══ Фрагмент для чтения ══

И все же хотелось бы узнать чего нам ожидать от белорусского приема? Сумма оплаты заявлена не маленькая, хотелось бы знать во что "вляпываемся"...

----------


## IRUSIK77

*Tavina*
в Белоруссии всегда подобные мероприятия на очень и очень высоком уровне! Тем более место проведения какое шикарное - озеро Нарочь, это рядом с Минском (из Минска маршрутки туда ходят). Уверена, что не пожалеете!
Я со своей дочерью тоже туда еду, но мы едем не с проживанием, а будем жить у родственников в Минске. Мы хотели в Тюмень ехать на Розу ветров, но узнали, что летом в Минске будет, поэтому от Тюмени отказались. 
http://www.youtube.com/user/zaharova77

----------


## Tavina

*IRUSIK77*, спасибо за информацию - от сердца отлегло... Кстати у меня в 
г. Кобрин тоже родственники живут, можно было бы устроиться, но... я еду (если решится вопрос с финансами, тьфу-тьфу) как руководитель, со своей воспитанницей, поэтому мне интересна вся программа, которую предлагают организаторы. Что ж, возможно встретимся на конкурсе, удачи!

*Добавлено через 27 секунд*
*IRUSIK77*, спасибо за информацию - от сердца отлегло... Кстати у меня в 
г. Кобрин тоже родственники живут, можно было бы устроиться, но... я еду (если решится вопрос с финансами, тьфу-тьфу) как руководитель, со своей воспитанницей, поэтому мне интересна вся программа, которую предлагают организаторы. Что ж, возможно встретимся на конкурсе, удачи!

----------


## bemole

*IRUSIK77*, а как и с кем решается финансовый вопрос участия в конкурсе без проживания? Может, Вы знаете, сколько это стоит?  Мы сами из Беларуси, дочке 8 лет, поёт. Опыта участия в подобных мероприятиях пока нет, но попробовать хотелось бы. К сожалению, финансировать приходится самим.

----------


## IRUSIK77

> дочке 8 лет, поёт. Опыта участия в подобных мероприятиях пока нет, но попробовать хотелось бы. К сожалению, финансировать приходится самим.


Аналогичная ситуация :Tender: , тоже 8 лет, тоже без опыта участия в конкурсах :Lex 07: . 




> *IRUSIK77*, а как и с кем решается финансовый вопрос участия в конкурсе без проживания? Может, Вы знаете, сколько это стоит?

═══

Выпишите дословно отрывок из обсуждения конкурса. Начните с места со словами «Я со своей дочерью» и остановитесь после слов «от Тюмени отказались.».

══ Предоставленные записи ══

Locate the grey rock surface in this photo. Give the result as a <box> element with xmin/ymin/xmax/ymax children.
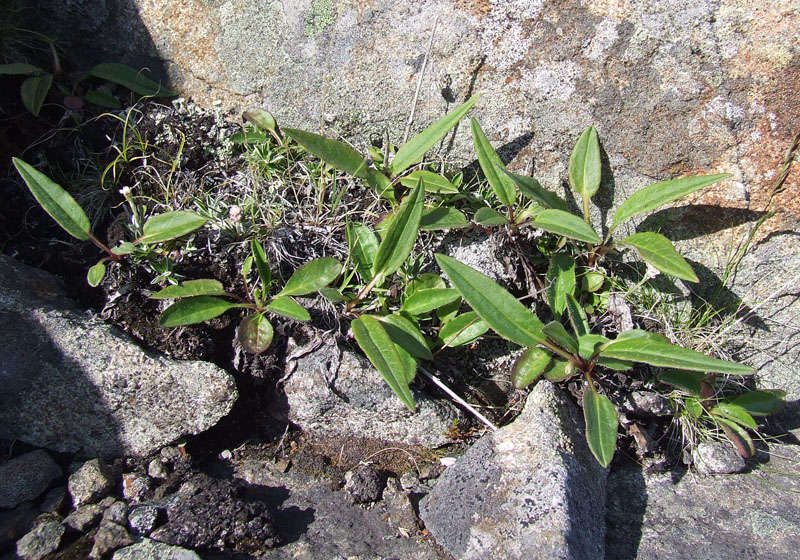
<box><xmin>0</xmin><ymin>255</ymin><xmax>237</xmax><ymax>457</ymax></box>
<box><xmin>111</xmin><ymin>539</ymin><xmax>201</xmax><ymax>560</ymax></box>
<box><xmin>67</xmin><ymin>459</ymin><xmax>114</xmax><ymax>508</ymax></box>
<box><xmin>284</xmin><ymin>334</ymin><xmax>461</xmax><ymax>447</ymax></box>
<box><xmin>606</xmin><ymin>445</ymin><xmax>800</xmax><ymax>560</ymax></box>
<box><xmin>420</xmin><ymin>383</ymin><xmax>606</xmax><ymax>560</ymax></box>
<box><xmin>0</xmin><ymin>449</ymin><xmax>63</xmax><ymax>508</ymax></box>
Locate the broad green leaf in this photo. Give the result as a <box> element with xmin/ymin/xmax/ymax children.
<box><xmin>389</xmin><ymin>95</ymin><xmax>480</xmax><ymax>175</ymax></box>
<box><xmin>276</xmin><ymin>257</ymin><xmax>342</xmax><ymax>297</ymax></box>
<box><xmin>602</xmin><ymin>337</ymin><xmax>754</xmax><ymax>375</ymax></box>
<box><xmin>345</xmin><ymin>222</ymin><xmax>378</xmax><ymax>278</ymax></box>
<box><xmin>473</xmin><ymin>206</ymin><xmax>508</xmax><ymax>227</ymax></box>
<box><xmin>611</xmin><ymin>173</ymin><xmax>731</xmax><ymax>231</ymax></box>
<box><xmin>569</xmin><ymin>126</ymin><xmax>602</xmax><ymax>200</ymax></box>
<box><xmin>578</xmin><ymin>333</ymin><xmax>608</xmax><ymax>360</ymax></box>
<box><xmin>86</xmin><ymin>262</ymin><xmax>106</xmax><ymax>288</ymax></box>
<box><xmin>283</xmin><ymin>128</ymin><xmax>367</xmax><ymax>179</ymax></box>
<box><xmin>266</xmin><ymin>296</ymin><xmax>311</xmax><ymax>321</ymax></box>
<box><xmin>714</xmin><ymin>415</ymin><xmax>756</xmax><ymax>459</ymax></box>
<box><xmin>531</xmin><ymin>208</ymin><xmax>602</xmax><ymax>243</ymax></box>
<box><xmin>236</xmin><ymin>313</ymin><xmax>273</xmax><ymax>354</ymax></box>
<box><xmin>150</xmin><ymin>278</ymin><xmax>228</xmax><ymax>299</ymax></box>
<box><xmin>400</xmin><ymin>170</ymin><xmax>458</xmax><ymax>194</ymax></box>
<box><xmin>710</xmin><ymin>401</ymin><xmax>758</xmax><ymax>430</ymax></box>
<box><xmin>350</xmin><ymin>315</ymin><xmax>416</xmax><ymax>412</ymax></box>
<box><xmin>13</xmin><ymin>158</ymin><xmax>91</xmax><ymax>241</ymax></box>
<box><xmin>403</xmin><ymin>288</ymin><xmax>461</xmax><ymax>315</ymax></box>
<box><xmin>543</xmin><ymin>356</ymin><xmax>576</xmax><ymax>383</ymax></box>
<box><xmin>419</xmin><ymin>208</ymin><xmax>469</xmax><ymax>231</ymax></box>
<box><xmin>250</xmin><ymin>237</ymin><xmax>272</xmax><ymax>286</ymax></box>
<box><xmin>140</xmin><ymin>210</ymin><xmax>207</xmax><ymax>243</ymax></box>
<box><xmin>511</xmin><ymin>348</ymin><xmax>552</xmax><ymax>389</ymax></box>
<box><xmin>372</xmin><ymin>181</ymin><xmax>425</xmax><ymax>276</ymax></box>
<box><xmin>470</xmin><ymin>117</ymin><xmax>517</xmax><ymax>207</ymax></box>
<box><xmin>658</xmin><ymin>369</ymin><xmax>706</xmax><ymax>397</ymax></box>
<box><xmin>438</xmin><ymin>311</ymin><xmax>489</xmax><ymax>348</ymax></box>
<box><xmin>566</xmin><ymin>293</ymin><xmax>589</xmax><ymax>337</ymax></box>
<box><xmin>377</xmin><ymin>313</ymin><xmax>433</xmax><ymax>360</ymax></box>
<box><xmin>542</xmin><ymin>321</ymin><xmax>578</xmax><ymax>354</ymax></box>
<box><xmin>0</xmin><ymin>62</ymin><xmax>44</xmax><ymax>76</ymax></box>
<box><xmin>622</xmin><ymin>232</ymin><xmax>700</xmax><ymax>282</ymax></box>
<box><xmin>583</xmin><ymin>387</ymin><xmax>617</xmax><ymax>467</ymax></box>
<box><xmin>159</xmin><ymin>296</ymin><xmax>242</xmax><ymax>327</ymax></box>
<box><xmin>500</xmin><ymin>168</ymin><xmax>567</xmax><ymax>210</ymax></box>
<box><xmin>83</xmin><ymin>89</ymin><xmax>122</xmax><ymax>109</ymax></box>
<box><xmin>731</xmin><ymin>389</ymin><xmax>786</xmax><ymax>415</ymax></box>
<box><xmin>545</xmin><ymin>253</ymin><xmax>575</xmax><ymax>317</ymax></box>
<box><xmin>89</xmin><ymin>62</ymin><xmax>178</xmax><ymax>97</ymax></box>
<box><xmin>436</xmin><ymin>254</ymin><xmax>544</xmax><ymax>346</ymax></box>
<box><xmin>19</xmin><ymin>74</ymin><xmax>53</xmax><ymax>117</ymax></box>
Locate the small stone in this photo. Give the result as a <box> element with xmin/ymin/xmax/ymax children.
<box><xmin>128</xmin><ymin>505</ymin><xmax>158</xmax><ymax>535</ymax></box>
<box><xmin>17</xmin><ymin>519</ymin><xmax>66</xmax><ymax>560</ymax></box>
<box><xmin>692</xmin><ymin>441</ymin><xmax>746</xmax><ymax>475</ymax></box>
<box><xmin>89</xmin><ymin>523</ymin><xmax>133</xmax><ymax>558</ymax></box>
<box><xmin>64</xmin><ymin>504</ymin><xmax>104</xmax><ymax>533</ymax></box>
<box><xmin>0</xmin><ymin>449</ymin><xmax>63</xmax><ymax>509</ymax></box>
<box><xmin>344</xmin><ymin>465</ymin><xmax>386</xmax><ymax>504</ymax></box>
<box><xmin>147</xmin><ymin>459</ymin><xmax>169</xmax><ymax>479</ymax></box>
<box><xmin>67</xmin><ymin>459</ymin><xmax>114</xmax><ymax>507</ymax></box>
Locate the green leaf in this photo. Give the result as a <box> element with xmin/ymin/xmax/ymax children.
<box><xmin>731</xmin><ymin>389</ymin><xmax>786</xmax><ymax>415</ymax></box>
<box><xmin>500</xmin><ymin>168</ymin><xmax>567</xmax><ymax>210</ymax></box>
<box><xmin>658</xmin><ymin>369</ymin><xmax>706</xmax><ymax>397</ymax></box>
<box><xmin>389</xmin><ymin>95</ymin><xmax>480</xmax><ymax>175</ymax></box>
<box><xmin>569</xmin><ymin>126</ymin><xmax>602</xmax><ymax>200</ymax></box>
<box><xmin>0</xmin><ymin>62</ymin><xmax>45</xmax><ymax>76</ymax></box>
<box><xmin>531</xmin><ymin>208</ymin><xmax>602</xmax><ymax>243</ymax></box>
<box><xmin>83</xmin><ymin>89</ymin><xmax>122</xmax><ymax>109</ymax></box>
<box><xmin>583</xmin><ymin>388</ymin><xmax>617</xmax><ymax>467</ymax></box>
<box><xmin>350</xmin><ymin>315</ymin><xmax>416</xmax><ymax>412</ymax></box>
<box><xmin>19</xmin><ymin>74</ymin><xmax>53</xmax><ymax>117</ymax></box>
<box><xmin>159</xmin><ymin>296</ymin><xmax>241</xmax><ymax>327</ymax></box>
<box><xmin>89</xmin><ymin>62</ymin><xmax>178</xmax><ymax>97</ymax></box>
<box><xmin>511</xmin><ymin>348</ymin><xmax>552</xmax><ymax>389</ymax></box>
<box><xmin>400</xmin><ymin>170</ymin><xmax>458</xmax><ymax>194</ymax></box>
<box><xmin>611</xmin><ymin>173</ymin><xmax>731</xmax><ymax>231</ymax></box>
<box><xmin>377</xmin><ymin>313</ymin><xmax>433</xmax><ymax>360</ymax></box>
<box><xmin>266</xmin><ymin>296</ymin><xmax>311</xmax><ymax>321</ymax></box>
<box><xmin>372</xmin><ymin>181</ymin><xmax>425</xmax><ymax>276</ymax></box>
<box><xmin>473</xmin><ymin>206</ymin><xmax>508</xmax><ymax>227</ymax></box>
<box><xmin>345</xmin><ymin>222</ymin><xmax>378</xmax><ymax>278</ymax></box>
<box><xmin>419</xmin><ymin>208</ymin><xmax>469</xmax><ymax>231</ymax></box>
<box><xmin>86</xmin><ymin>261</ymin><xmax>106</xmax><ymax>288</ymax></box>
<box><xmin>13</xmin><ymin>158</ymin><xmax>91</xmax><ymax>241</ymax></box>
<box><xmin>438</xmin><ymin>311</ymin><xmax>489</xmax><ymax>348</ymax></box>
<box><xmin>602</xmin><ymin>337</ymin><xmax>754</xmax><ymax>375</ymax></box>
<box><xmin>403</xmin><ymin>288</ymin><xmax>461</xmax><ymax>315</ymax></box>
<box><xmin>283</xmin><ymin>128</ymin><xmax>367</xmax><ymax>179</ymax></box>
<box><xmin>140</xmin><ymin>210</ymin><xmax>207</xmax><ymax>244</ymax></box>
<box><xmin>565</xmin><ymin>293</ymin><xmax>589</xmax><ymax>337</ymax></box>
<box><xmin>470</xmin><ymin>117</ymin><xmax>517</xmax><ymax>207</ymax></box>
<box><xmin>250</xmin><ymin>237</ymin><xmax>272</xmax><ymax>286</ymax></box>
<box><xmin>278</xmin><ymin>257</ymin><xmax>342</xmax><ymax>296</ymax></box>
<box><xmin>436</xmin><ymin>254</ymin><xmax>544</xmax><ymax>346</ymax></box>
<box><xmin>150</xmin><ymin>278</ymin><xmax>228</xmax><ymax>299</ymax></box>
<box><xmin>236</xmin><ymin>313</ymin><xmax>273</xmax><ymax>354</ymax></box>
<box><xmin>542</xmin><ymin>321</ymin><xmax>578</xmax><ymax>354</ymax></box>
<box><xmin>622</xmin><ymin>232</ymin><xmax>700</xmax><ymax>282</ymax></box>
<box><xmin>545</xmin><ymin>253</ymin><xmax>575</xmax><ymax>317</ymax></box>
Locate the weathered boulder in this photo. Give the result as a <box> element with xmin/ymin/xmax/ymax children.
<box><xmin>0</xmin><ymin>255</ymin><xmax>237</xmax><ymax>457</ymax></box>
<box><xmin>420</xmin><ymin>383</ymin><xmax>606</xmax><ymax>560</ymax></box>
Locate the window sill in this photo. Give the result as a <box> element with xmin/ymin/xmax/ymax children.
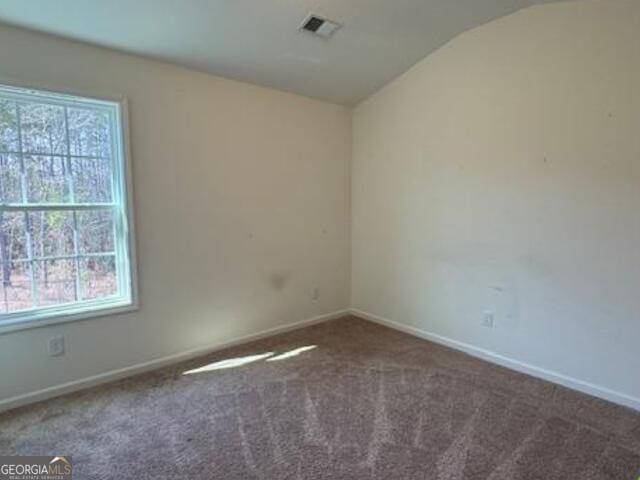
<box><xmin>0</xmin><ymin>299</ymin><xmax>139</xmax><ymax>335</ymax></box>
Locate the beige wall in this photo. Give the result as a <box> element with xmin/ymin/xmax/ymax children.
<box><xmin>352</xmin><ymin>0</ymin><xmax>640</xmax><ymax>408</ymax></box>
<box><xmin>0</xmin><ymin>27</ymin><xmax>351</xmax><ymax>400</ymax></box>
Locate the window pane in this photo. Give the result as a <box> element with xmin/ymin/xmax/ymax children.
<box><xmin>71</xmin><ymin>158</ymin><xmax>111</xmax><ymax>203</ymax></box>
<box><xmin>78</xmin><ymin>210</ymin><xmax>115</xmax><ymax>253</ymax></box>
<box><xmin>0</xmin><ymin>156</ymin><xmax>22</xmax><ymax>203</ymax></box>
<box><xmin>20</xmin><ymin>103</ymin><xmax>67</xmax><ymax>154</ymax></box>
<box><xmin>29</xmin><ymin>210</ymin><xmax>75</xmax><ymax>258</ymax></box>
<box><xmin>34</xmin><ymin>260</ymin><xmax>76</xmax><ymax>306</ymax></box>
<box><xmin>80</xmin><ymin>255</ymin><xmax>118</xmax><ymax>299</ymax></box>
<box><xmin>68</xmin><ymin>108</ymin><xmax>111</xmax><ymax>157</ymax></box>
<box><xmin>0</xmin><ymin>262</ymin><xmax>33</xmax><ymax>312</ymax></box>
<box><xmin>24</xmin><ymin>156</ymin><xmax>69</xmax><ymax>203</ymax></box>
<box><xmin>0</xmin><ymin>99</ymin><xmax>18</xmax><ymax>152</ymax></box>
<box><xmin>0</xmin><ymin>212</ymin><xmax>27</xmax><ymax>262</ymax></box>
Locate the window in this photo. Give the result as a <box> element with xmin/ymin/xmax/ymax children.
<box><xmin>0</xmin><ymin>86</ymin><xmax>134</xmax><ymax>329</ymax></box>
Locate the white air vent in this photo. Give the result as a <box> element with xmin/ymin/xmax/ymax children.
<box><xmin>300</xmin><ymin>13</ymin><xmax>341</xmax><ymax>38</ymax></box>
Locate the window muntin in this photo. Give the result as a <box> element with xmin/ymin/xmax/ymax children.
<box><xmin>0</xmin><ymin>86</ymin><xmax>133</xmax><ymax>328</ymax></box>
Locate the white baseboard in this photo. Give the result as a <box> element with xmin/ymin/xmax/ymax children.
<box><xmin>0</xmin><ymin>309</ymin><xmax>349</xmax><ymax>412</ymax></box>
<box><xmin>349</xmin><ymin>308</ymin><xmax>640</xmax><ymax>411</ymax></box>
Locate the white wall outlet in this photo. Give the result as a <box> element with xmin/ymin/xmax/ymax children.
<box><xmin>481</xmin><ymin>310</ymin><xmax>495</xmax><ymax>328</ymax></box>
<box><xmin>48</xmin><ymin>335</ymin><xmax>64</xmax><ymax>357</ymax></box>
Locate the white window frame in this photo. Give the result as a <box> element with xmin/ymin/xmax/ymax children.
<box><xmin>0</xmin><ymin>79</ymin><xmax>139</xmax><ymax>335</ymax></box>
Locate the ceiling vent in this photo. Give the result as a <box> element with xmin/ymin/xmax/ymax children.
<box><xmin>300</xmin><ymin>13</ymin><xmax>341</xmax><ymax>38</ymax></box>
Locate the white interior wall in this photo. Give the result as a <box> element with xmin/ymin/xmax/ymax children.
<box><xmin>0</xmin><ymin>27</ymin><xmax>351</xmax><ymax>405</ymax></box>
<box><xmin>352</xmin><ymin>0</ymin><xmax>640</xmax><ymax>408</ymax></box>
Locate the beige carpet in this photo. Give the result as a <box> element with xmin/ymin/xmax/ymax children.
<box><xmin>0</xmin><ymin>317</ymin><xmax>640</xmax><ymax>480</ymax></box>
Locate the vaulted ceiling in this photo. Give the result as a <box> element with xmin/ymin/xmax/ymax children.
<box><xmin>0</xmin><ymin>0</ymin><xmax>564</xmax><ymax>105</ymax></box>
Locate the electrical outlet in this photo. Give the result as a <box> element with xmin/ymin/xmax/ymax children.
<box><xmin>48</xmin><ymin>335</ymin><xmax>64</xmax><ymax>357</ymax></box>
<box><xmin>481</xmin><ymin>310</ymin><xmax>495</xmax><ymax>328</ymax></box>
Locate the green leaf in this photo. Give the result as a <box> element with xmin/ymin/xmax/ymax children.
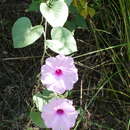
<box><xmin>30</xmin><ymin>111</ymin><xmax>46</xmax><ymax>128</ymax></box>
<box><xmin>64</xmin><ymin>0</ymin><xmax>72</xmax><ymax>6</ymax></box>
<box><xmin>28</xmin><ymin>0</ymin><xmax>41</xmax><ymax>11</ymax></box>
<box><xmin>12</xmin><ymin>17</ymin><xmax>43</xmax><ymax>48</ymax></box>
<box><xmin>40</xmin><ymin>0</ymin><xmax>68</xmax><ymax>27</ymax></box>
<box><xmin>46</xmin><ymin>27</ymin><xmax>77</xmax><ymax>55</ymax></box>
<box><xmin>33</xmin><ymin>89</ymin><xmax>56</xmax><ymax>112</ymax></box>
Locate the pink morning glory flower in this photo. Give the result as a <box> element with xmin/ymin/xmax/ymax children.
<box><xmin>41</xmin><ymin>98</ymin><xmax>78</xmax><ymax>130</ymax></box>
<box><xmin>41</xmin><ymin>55</ymin><xmax>78</xmax><ymax>94</ymax></box>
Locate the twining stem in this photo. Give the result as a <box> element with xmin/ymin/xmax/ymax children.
<box><xmin>41</xmin><ymin>20</ymin><xmax>47</xmax><ymax>66</ymax></box>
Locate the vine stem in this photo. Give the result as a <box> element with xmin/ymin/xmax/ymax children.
<box><xmin>41</xmin><ymin>20</ymin><xmax>47</xmax><ymax>66</ymax></box>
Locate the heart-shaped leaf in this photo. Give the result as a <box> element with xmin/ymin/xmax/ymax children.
<box><xmin>46</xmin><ymin>27</ymin><xmax>77</xmax><ymax>55</ymax></box>
<box><xmin>12</xmin><ymin>17</ymin><xmax>43</xmax><ymax>48</ymax></box>
<box><xmin>40</xmin><ymin>0</ymin><xmax>68</xmax><ymax>27</ymax></box>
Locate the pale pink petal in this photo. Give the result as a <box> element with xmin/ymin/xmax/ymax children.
<box><xmin>41</xmin><ymin>55</ymin><xmax>78</xmax><ymax>94</ymax></box>
<box><xmin>41</xmin><ymin>98</ymin><xmax>78</xmax><ymax>130</ymax></box>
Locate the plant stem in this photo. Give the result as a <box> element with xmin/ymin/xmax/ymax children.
<box><xmin>41</xmin><ymin>20</ymin><xmax>47</xmax><ymax>66</ymax></box>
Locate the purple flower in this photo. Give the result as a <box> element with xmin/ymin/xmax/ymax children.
<box><xmin>41</xmin><ymin>55</ymin><xmax>78</xmax><ymax>94</ymax></box>
<box><xmin>41</xmin><ymin>99</ymin><xmax>78</xmax><ymax>130</ymax></box>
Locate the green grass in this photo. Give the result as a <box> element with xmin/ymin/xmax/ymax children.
<box><xmin>0</xmin><ymin>0</ymin><xmax>130</xmax><ymax>130</ymax></box>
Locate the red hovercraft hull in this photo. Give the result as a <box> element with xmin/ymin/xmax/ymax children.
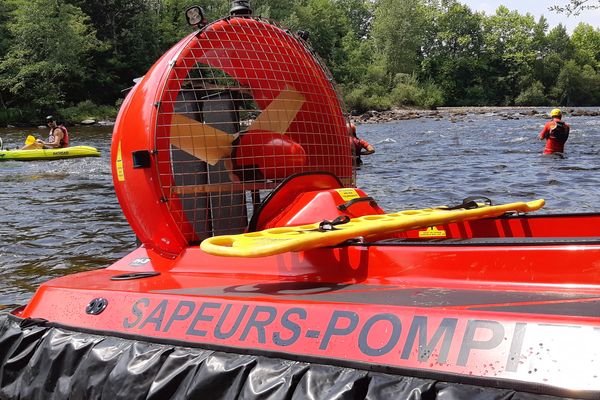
<box><xmin>0</xmin><ymin>9</ymin><xmax>600</xmax><ymax>399</ymax></box>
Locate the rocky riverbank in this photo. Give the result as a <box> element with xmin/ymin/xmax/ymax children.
<box><xmin>350</xmin><ymin>107</ymin><xmax>600</xmax><ymax>124</ymax></box>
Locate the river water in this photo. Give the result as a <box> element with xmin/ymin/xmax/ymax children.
<box><xmin>0</xmin><ymin>111</ymin><xmax>600</xmax><ymax>312</ymax></box>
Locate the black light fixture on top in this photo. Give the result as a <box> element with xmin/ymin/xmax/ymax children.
<box><xmin>229</xmin><ymin>0</ymin><xmax>252</xmax><ymax>17</ymax></box>
<box><xmin>185</xmin><ymin>6</ymin><xmax>206</xmax><ymax>28</ymax></box>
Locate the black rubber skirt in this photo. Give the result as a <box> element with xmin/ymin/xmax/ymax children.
<box><xmin>0</xmin><ymin>315</ymin><xmax>572</xmax><ymax>400</ymax></box>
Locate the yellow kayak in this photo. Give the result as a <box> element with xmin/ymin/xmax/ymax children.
<box><xmin>0</xmin><ymin>146</ymin><xmax>100</xmax><ymax>161</ymax></box>
<box><xmin>200</xmin><ymin>199</ymin><xmax>544</xmax><ymax>257</ymax></box>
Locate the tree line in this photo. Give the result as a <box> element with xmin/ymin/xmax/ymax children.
<box><xmin>0</xmin><ymin>0</ymin><xmax>600</xmax><ymax>123</ymax></box>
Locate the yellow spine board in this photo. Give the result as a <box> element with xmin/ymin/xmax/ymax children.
<box><xmin>200</xmin><ymin>199</ymin><xmax>544</xmax><ymax>257</ymax></box>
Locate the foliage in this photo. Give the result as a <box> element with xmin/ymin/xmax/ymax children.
<box><xmin>515</xmin><ymin>81</ymin><xmax>548</xmax><ymax>106</ymax></box>
<box><xmin>550</xmin><ymin>0</ymin><xmax>600</xmax><ymax>15</ymax></box>
<box><xmin>0</xmin><ymin>0</ymin><xmax>101</xmax><ymax>110</ymax></box>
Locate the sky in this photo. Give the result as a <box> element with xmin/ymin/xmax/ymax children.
<box><xmin>459</xmin><ymin>0</ymin><xmax>600</xmax><ymax>33</ymax></box>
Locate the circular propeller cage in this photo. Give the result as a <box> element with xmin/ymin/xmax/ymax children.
<box><xmin>113</xmin><ymin>17</ymin><xmax>354</xmax><ymax>253</ymax></box>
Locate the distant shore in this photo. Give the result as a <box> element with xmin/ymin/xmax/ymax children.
<box><xmin>350</xmin><ymin>106</ymin><xmax>600</xmax><ymax>124</ymax></box>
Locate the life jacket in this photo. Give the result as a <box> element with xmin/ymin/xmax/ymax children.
<box><xmin>48</xmin><ymin>125</ymin><xmax>69</xmax><ymax>148</ymax></box>
<box><xmin>548</xmin><ymin>121</ymin><xmax>570</xmax><ymax>144</ymax></box>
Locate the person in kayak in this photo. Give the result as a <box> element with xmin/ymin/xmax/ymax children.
<box><xmin>21</xmin><ymin>115</ymin><xmax>69</xmax><ymax>150</ymax></box>
<box><xmin>539</xmin><ymin>108</ymin><xmax>571</xmax><ymax>154</ymax></box>
<box><xmin>347</xmin><ymin>122</ymin><xmax>375</xmax><ymax>166</ymax></box>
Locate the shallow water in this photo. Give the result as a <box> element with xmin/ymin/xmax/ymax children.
<box><xmin>0</xmin><ymin>114</ymin><xmax>600</xmax><ymax>312</ymax></box>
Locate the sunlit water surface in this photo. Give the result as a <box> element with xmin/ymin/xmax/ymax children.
<box><xmin>0</xmin><ymin>114</ymin><xmax>600</xmax><ymax>312</ymax></box>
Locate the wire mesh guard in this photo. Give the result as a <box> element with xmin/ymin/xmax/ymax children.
<box><xmin>155</xmin><ymin>18</ymin><xmax>354</xmax><ymax>243</ymax></box>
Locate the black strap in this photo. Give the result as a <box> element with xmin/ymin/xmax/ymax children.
<box><xmin>440</xmin><ymin>196</ymin><xmax>492</xmax><ymax>210</ymax></box>
<box><xmin>338</xmin><ymin>196</ymin><xmax>377</xmax><ymax>211</ymax></box>
<box><xmin>317</xmin><ymin>215</ymin><xmax>350</xmax><ymax>232</ymax></box>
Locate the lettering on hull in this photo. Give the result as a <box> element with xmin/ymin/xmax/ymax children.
<box><xmin>122</xmin><ymin>297</ymin><xmax>600</xmax><ymax>389</ymax></box>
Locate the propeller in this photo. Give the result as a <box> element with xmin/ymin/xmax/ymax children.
<box><xmin>171</xmin><ymin>86</ymin><xmax>305</xmax><ymax>169</ymax></box>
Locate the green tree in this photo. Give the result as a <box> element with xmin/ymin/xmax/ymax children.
<box><xmin>372</xmin><ymin>0</ymin><xmax>427</xmax><ymax>83</ymax></box>
<box><xmin>421</xmin><ymin>0</ymin><xmax>485</xmax><ymax>105</ymax></box>
<box><xmin>550</xmin><ymin>0</ymin><xmax>600</xmax><ymax>15</ymax></box>
<box><xmin>484</xmin><ymin>6</ymin><xmax>537</xmax><ymax>105</ymax></box>
<box><xmin>0</xmin><ymin>0</ymin><xmax>101</xmax><ymax>110</ymax></box>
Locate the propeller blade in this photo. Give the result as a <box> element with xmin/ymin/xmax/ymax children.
<box><xmin>171</xmin><ymin>114</ymin><xmax>238</xmax><ymax>165</ymax></box>
<box><xmin>248</xmin><ymin>86</ymin><xmax>305</xmax><ymax>134</ymax></box>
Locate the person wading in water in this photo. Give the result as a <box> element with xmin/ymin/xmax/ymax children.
<box><xmin>346</xmin><ymin>122</ymin><xmax>375</xmax><ymax>166</ymax></box>
<box><xmin>539</xmin><ymin>108</ymin><xmax>571</xmax><ymax>154</ymax></box>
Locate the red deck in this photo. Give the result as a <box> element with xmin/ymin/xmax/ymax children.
<box><xmin>21</xmin><ymin>230</ymin><xmax>600</xmax><ymax>391</ymax></box>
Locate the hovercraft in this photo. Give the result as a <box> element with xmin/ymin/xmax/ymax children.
<box><xmin>0</xmin><ymin>2</ymin><xmax>600</xmax><ymax>400</ymax></box>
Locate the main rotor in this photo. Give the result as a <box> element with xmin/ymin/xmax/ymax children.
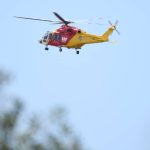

═══

Результат выполнения:
Я со своей дочерью тоже туда еду, но мы едем не с проживанием, а будем жить у родственников в Минске. Мы хотели в Тюмень ехать на Розу ветров, но узнали, что летом в Минске будет, поэтому от Тюмени отказались.